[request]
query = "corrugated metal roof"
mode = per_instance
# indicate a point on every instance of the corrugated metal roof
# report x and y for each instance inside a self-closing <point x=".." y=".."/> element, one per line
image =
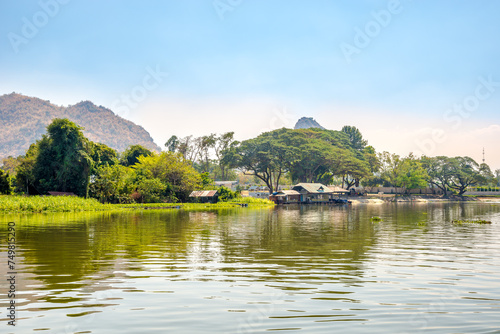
<point x="336" y="189"/>
<point x="203" y="193"/>
<point x="287" y="192"/>
<point x="60" y="193"/>
<point x="314" y="188"/>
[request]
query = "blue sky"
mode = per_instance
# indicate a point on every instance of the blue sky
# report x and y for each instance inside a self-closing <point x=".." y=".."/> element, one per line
<point x="395" y="69"/>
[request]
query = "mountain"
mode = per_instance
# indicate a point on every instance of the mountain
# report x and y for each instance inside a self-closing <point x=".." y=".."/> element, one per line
<point x="306" y="123"/>
<point x="24" y="119"/>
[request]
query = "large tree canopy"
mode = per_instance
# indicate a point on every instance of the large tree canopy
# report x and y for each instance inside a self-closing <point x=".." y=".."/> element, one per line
<point x="131" y="155"/>
<point x="309" y="155"/>
<point x="63" y="161"/>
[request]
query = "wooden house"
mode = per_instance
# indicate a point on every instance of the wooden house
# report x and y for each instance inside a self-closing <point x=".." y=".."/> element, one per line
<point x="204" y="196"/>
<point x="317" y="192"/>
<point x="285" y="197"/>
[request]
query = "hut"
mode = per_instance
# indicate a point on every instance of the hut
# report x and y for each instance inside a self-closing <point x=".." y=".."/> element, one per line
<point x="204" y="196"/>
<point x="285" y="197"/>
<point x="317" y="192"/>
<point x="313" y="192"/>
<point x="60" y="193"/>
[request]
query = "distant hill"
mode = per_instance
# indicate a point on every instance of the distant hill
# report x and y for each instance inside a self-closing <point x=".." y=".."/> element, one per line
<point x="24" y="119"/>
<point x="306" y="123"/>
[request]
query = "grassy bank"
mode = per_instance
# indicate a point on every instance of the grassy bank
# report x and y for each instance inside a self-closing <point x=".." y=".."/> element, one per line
<point x="77" y="204"/>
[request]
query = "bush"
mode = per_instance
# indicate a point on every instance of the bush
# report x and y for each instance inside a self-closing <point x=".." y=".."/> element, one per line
<point x="5" y="187"/>
<point x="226" y="194"/>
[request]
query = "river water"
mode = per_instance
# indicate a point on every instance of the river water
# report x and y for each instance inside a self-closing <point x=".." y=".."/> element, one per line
<point x="310" y="269"/>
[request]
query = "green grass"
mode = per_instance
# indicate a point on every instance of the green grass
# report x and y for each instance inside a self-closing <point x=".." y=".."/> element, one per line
<point x="49" y="204"/>
<point x="77" y="204"/>
<point x="478" y="221"/>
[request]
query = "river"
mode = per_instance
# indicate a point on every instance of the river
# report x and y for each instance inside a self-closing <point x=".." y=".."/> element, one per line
<point x="309" y="269"/>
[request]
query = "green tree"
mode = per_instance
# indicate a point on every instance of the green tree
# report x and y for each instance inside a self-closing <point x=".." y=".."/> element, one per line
<point x="154" y="191"/>
<point x="264" y="157"/>
<point x="465" y="173"/>
<point x="5" y="187"/>
<point x="63" y="162"/>
<point x="226" y="194"/>
<point x="439" y="172"/>
<point x="25" y="179"/>
<point x="10" y="164"/>
<point x="172" y="144"/>
<point x="488" y="176"/>
<point x="355" y="138"/>
<point x="131" y="155"/>
<point x="102" y="154"/>
<point x="411" y="174"/>
<point x="223" y="143"/>
<point x="172" y="170"/>
<point x="113" y="184"/>
<point x="389" y="168"/>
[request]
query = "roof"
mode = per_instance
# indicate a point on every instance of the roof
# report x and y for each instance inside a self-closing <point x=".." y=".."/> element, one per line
<point x="314" y="188"/>
<point x="286" y="193"/>
<point x="336" y="189"/>
<point x="60" y="193"/>
<point x="217" y="183"/>
<point x="203" y="193"/>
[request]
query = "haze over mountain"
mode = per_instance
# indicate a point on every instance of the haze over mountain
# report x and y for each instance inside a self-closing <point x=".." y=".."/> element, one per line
<point x="306" y="123"/>
<point x="24" y="119"/>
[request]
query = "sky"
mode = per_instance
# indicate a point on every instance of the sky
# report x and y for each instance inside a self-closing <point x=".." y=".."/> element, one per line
<point x="417" y="76"/>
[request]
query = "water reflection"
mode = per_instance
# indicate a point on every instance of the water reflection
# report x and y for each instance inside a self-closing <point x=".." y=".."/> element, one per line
<point x="314" y="268"/>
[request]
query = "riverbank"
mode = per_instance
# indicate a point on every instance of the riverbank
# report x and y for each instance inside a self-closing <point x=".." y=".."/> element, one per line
<point x="38" y="204"/>
<point x="389" y="198"/>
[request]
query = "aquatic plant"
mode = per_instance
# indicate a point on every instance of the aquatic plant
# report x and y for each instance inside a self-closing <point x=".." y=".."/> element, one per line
<point x="477" y="221"/>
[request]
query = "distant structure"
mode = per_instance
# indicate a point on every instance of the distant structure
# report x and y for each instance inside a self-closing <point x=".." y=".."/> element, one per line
<point x="306" y="123"/>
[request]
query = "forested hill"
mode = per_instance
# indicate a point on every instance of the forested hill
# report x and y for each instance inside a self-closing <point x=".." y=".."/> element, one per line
<point x="307" y="123"/>
<point x="24" y="119"/>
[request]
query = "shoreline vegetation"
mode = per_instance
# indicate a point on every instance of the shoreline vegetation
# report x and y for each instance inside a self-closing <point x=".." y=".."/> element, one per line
<point x="43" y="204"/>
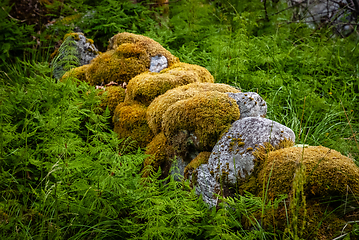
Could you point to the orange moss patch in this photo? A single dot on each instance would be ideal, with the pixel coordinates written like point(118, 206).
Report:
point(206, 115)
point(130, 121)
point(79, 73)
point(151, 47)
point(160, 104)
point(181, 70)
point(146, 86)
point(328, 173)
point(112, 96)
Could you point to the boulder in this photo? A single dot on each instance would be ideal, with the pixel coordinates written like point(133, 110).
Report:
point(76, 50)
point(233, 158)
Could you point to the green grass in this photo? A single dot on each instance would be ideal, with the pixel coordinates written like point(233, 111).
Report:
point(63, 174)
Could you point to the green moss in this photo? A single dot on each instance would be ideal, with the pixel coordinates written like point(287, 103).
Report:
point(130, 121)
point(206, 115)
point(201, 158)
point(158, 149)
point(160, 105)
point(112, 96)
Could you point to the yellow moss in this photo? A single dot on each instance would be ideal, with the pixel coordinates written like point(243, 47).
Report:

**Exercise**. Write out all of the data above again with every "per_instance" switched to "per_object" and nothing else changed. Leave the pictures out.

**Task solution**.
[request]
query = "corrugated metal roof"
mode = per_object
# indicate a point on every instance of the corrugated metal roof
# report x and y for each instance inside a self-closing <point x=".." y=".."/> element, one per line
image =
<point x="336" y="189"/>
<point x="203" y="193"/>
<point x="287" y="192"/>
<point x="60" y="193"/>
<point x="314" y="188"/>
[request]
query = "blue sky"
mode = per_object
# indicate a point on every instance of the blue sky
# report x and y for each instance inside a self-closing <point x=".." y=".."/> element, one per line
<point x="395" y="69"/>
[request]
query = "mountain"
mode = per_object
# indicate a point on every instance of the mountain
# report x and y for each instance inside a self-closing <point x=".." y=".."/> element, one per line
<point x="306" y="123"/>
<point x="24" y="119"/>
[request]
query = "large tree canopy"
mode = per_object
# indicate a point on every instance of the large tree canopy
# report x and y for each instance inside a self-closing <point x=".." y=".."/> element, one per line
<point x="131" y="155"/>
<point x="309" y="155"/>
<point x="63" y="161"/>
[request]
query = "wooden house"
mode = per_object
# indicate a point on every instance of the wooden house
# report x and y for each instance inside a self-closing <point x=".." y=".."/> element, one per line
<point x="204" y="196"/>
<point x="317" y="192"/>
<point x="285" y="197"/>
[request]
query = "hut"
mode = per_object
# indicate a point on every instance of the hut
# report x and y for each instance inside a self-closing <point x=".." y=".."/> element, one per line
<point x="204" y="196"/>
<point x="285" y="197"/>
<point x="317" y="192"/>
<point x="313" y="192"/>
<point x="60" y="193"/>
[request]
query = "distant hill"
mode = per_object
# indicate a point on every instance of the distant hill
# report x and y for each instance inside a self-closing <point x=".." y=".."/> element, one per line
<point x="24" y="119"/>
<point x="306" y="123"/>
[request]
query = "grassy bank"
mode = per_object
# indicate a point on every instance of the grassy bank
# report x and y for each instance inside a self-closing <point x=".." y=".."/> element, one per line
<point x="77" y="204"/>
[request]
query = "bush"
mode = per_object
# indicate a point on every instance of the bush
# report x and y for each instance inside a self-closing <point x=".." y=".."/> element, one per line
<point x="5" y="187"/>
<point x="226" y="194"/>
[request]
query = "river water"
mode = per_object
# indicate a point on every instance of the river water
# report x and y for each instance inside a self-closing <point x=".." y=".."/> element, one per line
<point x="310" y="269"/>
[request]
query = "green grass"
mode = per_object
# indicate a point on every instance of the green grass
# report x and y for each instance inside a self-closing <point x=".." y=".."/> element, one per line
<point x="49" y="204"/>
<point x="77" y="204"/>
<point x="478" y="221"/>
[request]
query = "river"
mode = per_object
# indicate a point on every instance of the river
# report x and y for each instance inside a self-closing <point x=".." y=".."/> element, one per line
<point x="309" y="269"/>
[request]
query = "green tree"
mode = per_object
# indicate a point on every instance of the green tree
# report x and y for each instance inside a self-closing <point x=".." y=".."/> element, one per line
<point x="154" y="191"/>
<point x="264" y="157"/>
<point x="465" y="173"/>
<point x="5" y="187"/>
<point x="63" y="162"/>
<point x="226" y="194"/>
<point x="439" y="172"/>
<point x="25" y="179"/>
<point x="10" y="164"/>
<point x="172" y="144"/>
<point x="488" y="176"/>
<point x="355" y="138"/>
<point x="131" y="155"/>
<point x="102" y="154"/>
<point x="411" y="174"/>
<point x="223" y="143"/>
<point x="172" y="170"/>
<point x="113" y="184"/>
<point x="389" y="168"/>
[request]
query = "roof"
mode = per_object
# indicate a point on every instance of the roof
# report x and y for each instance inside a self-closing <point x=".." y=".."/> element, one per line
<point x="314" y="188"/>
<point x="286" y="193"/>
<point x="336" y="189"/>
<point x="60" y="193"/>
<point x="217" y="183"/>
<point x="203" y="193"/>
[request]
query = "haze over mountain"
mode = per_object
# indicate a point on every instance of the haze over mountain
# report x and y for each instance inside a self-closing <point x=".." y=".."/> element, one per line
<point x="306" y="123"/>
<point x="24" y="119"/>
[request]
query = "sky"
mode = per_object
# indicate a point on every instance of the sky
# report x and y for each instance inside a self-closing <point x=".." y=".."/> element, one per line
<point x="417" y="76"/>
[request]
query = "water reflection"
mode = per_object
# indicate a point on every instance of the water reflection
# report x and y for each instance inside a self-closing <point x=".." y=".."/> element, one per line
<point x="314" y="268"/>
[request]
query = "riverbank"
mode = per_object
# indicate a point on every instance of the riverbank
# report x and y for each instance inside a self-closing <point x=".." y=".."/> element, one per line
<point x="38" y="204"/>
<point x="389" y="198"/>
[request]
query = "aquatic plant"
mode = per_object
# indicate a point on every instance of the aquatic plant
# report x and y for each instance inside a self-closing <point x=".." y=".."/> element, one per line
<point x="477" y="221"/>
[request]
query = "distant structure"
mode = per_object
# indicate a point on every instance of the distant structure
# report x and y for each instance inside a self-closing <point x=".." y=".."/> element, one per line
<point x="306" y="123"/>
[request]
query = "forested hill"
mode = per_object
# indicate a point on every instance of the forested hill
# report x and y for each instance inside a self-closing <point x=".." y=".."/> element, one per line
<point x="307" y="123"/>
<point x="24" y="119"/>
[request]
query = "shoreline vegetation"
mode = per_object
# indicate a point on every instance of the shoreline vegetation
# report x and y for each instance inside a self-closing <point x=".." y=".."/> element, one per line
<point x="43" y="204"/>
Could you point to the orange moss patch in this photo? A single dot on each instance would be ideal, with the pixel coordinates written like point(118, 206).
Report:
point(206, 115)
point(130, 121)
point(79, 73)
point(151, 47)
point(160, 104)
point(181, 70)
point(146, 86)
point(328, 173)
point(112, 96)
Could you point to the boulder in this photo? A single dot on each instance would be ideal, with the pixel coordinates written like point(133, 110).
Report:
point(76, 50)
point(233, 158)
Could you point to the green grass in this photo? A single dot on each instance would be ideal, with the pixel coordinates written like point(233, 111).
Report:
point(63, 174)
Could you point to the green moss in this photo? A single dot on each instance would be ideal, with the pixel coordinates written like point(287, 103).
Report:
point(130, 121)
point(206, 115)
point(201, 158)
point(158, 149)
point(160, 105)
point(112, 96)
Could you point to the yellow moss in this photo? A single dot on each instance would be ideal, with the pixel coordinates written like point(243, 47).
Report:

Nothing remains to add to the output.